◆ Text under study ◆
--- START ---

A Father's Love at Christmas
Admiral McCain near the DMZ, Christmas Day 1970
What do you do when you're a senior Navy Admiral directing the war effort against a city in which your own son is held as a prisoner of war?
Most Americans know that Senator and former Presidential candidate John McCain was a US Navy pilot who spent more than 5 years as a prisoner of war in the infamous Hanoi Hilton during the Vietnam war.
What many Americans do not know is the rich military heritage of Senator McCain's family. His father and grandfather both became famous four-star Admirals. McCain's grandfather was among the dignitaries present onboard the USS Missouri when the Japanese surrender was signed ending World War II.
It very likely was his father's status as an Admiral that saved young John McCain's life after his A-4 was shot down over the center of Hanoi.

--- END ---

Print word for word the passage of the text about Admiral McCain that begins at the words "A Father's Love" and stops after "center of Hanoi.".

◆ Extracted information ◆
--- START ---

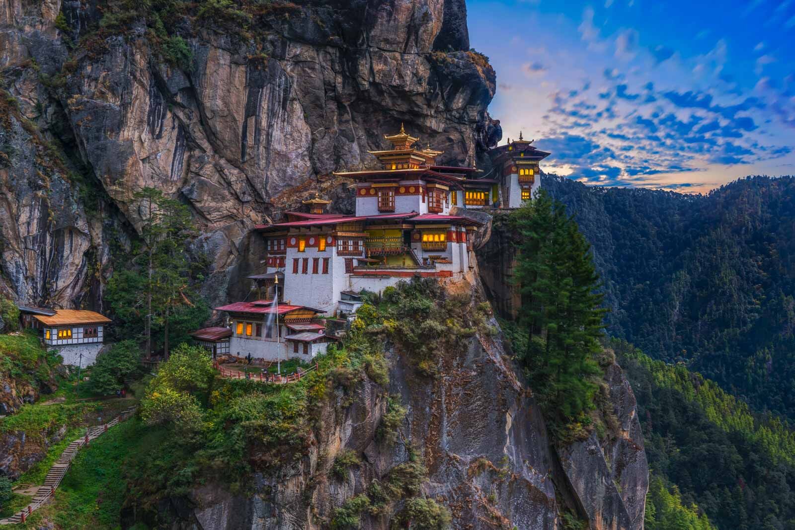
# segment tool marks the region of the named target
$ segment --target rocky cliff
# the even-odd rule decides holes
[[[471,289],[472,300],[483,300],[476,285],[452,288]],[[518,378],[502,334],[494,332],[496,321],[489,324],[491,333],[440,352],[435,377],[419,372],[410,352],[387,343],[389,388],[370,378],[350,393],[338,387],[300,460],[261,470],[243,494],[207,483],[188,497],[163,501],[153,513],[131,500],[126,524],[329,528],[335,509],[372,496],[374,483],[389,483],[414,455],[427,467],[421,493],[449,509],[454,528],[552,530],[582,528],[572,525],[585,520],[593,530],[642,528],[648,467],[634,397],[620,368],[609,366],[605,375],[618,418],[615,431],[556,450],[532,390]],[[378,435],[387,396],[406,409],[394,444]],[[357,464],[335,475],[332,465],[346,451],[359,455]],[[406,501],[390,501],[386,513],[362,510],[358,528],[392,528]]]
[[[316,187],[343,195],[329,174],[371,164],[401,122],[445,164],[485,164],[501,134],[463,0],[0,0],[0,280],[29,304],[102,309],[142,187],[192,207],[215,303],[259,266],[254,223]]]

--- END ---

◆ Written solution ◆
A Father's Love at Christmas
Admiral McCain near the DMZ, Christmas Day 1970
What do you do when you're a senior Navy Admiral directing the war effort against a city in which your own son is held as a prisoner of war?
Most Americans know that Senator and former Presidential candidate John McCain was a US Navy pilot who spent more than 5 years as a prisoner of war in the infamous Hanoi Hilton during the Vietnam war.
What many Americans do not know is the rich military heritage of Senator McCain's family. His father and grandfather both became famous four-star Admirals. McCain's grandfather was among the dignitaries present onboard the USS Missouri when the Japanese surrender was signed ending World War II.
It very likely was his father's status as an Admiral that saved young John McCain's life after his A-4 was shot down over the center of Hanoi.